((
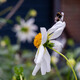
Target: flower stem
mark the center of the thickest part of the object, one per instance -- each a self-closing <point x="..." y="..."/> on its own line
<point x="21" y="77"/>
<point x="67" y="61"/>
<point x="57" y="71"/>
))
# Directions for this task:
Print the text of the entries above word for word, without the pictures.

# Task answer:
Target: flower stem
mark the center of the thickest part of the object, one per instance -- each a self-closing <point x="..." y="..."/> on its own line
<point x="21" y="77"/>
<point x="67" y="61"/>
<point x="57" y="71"/>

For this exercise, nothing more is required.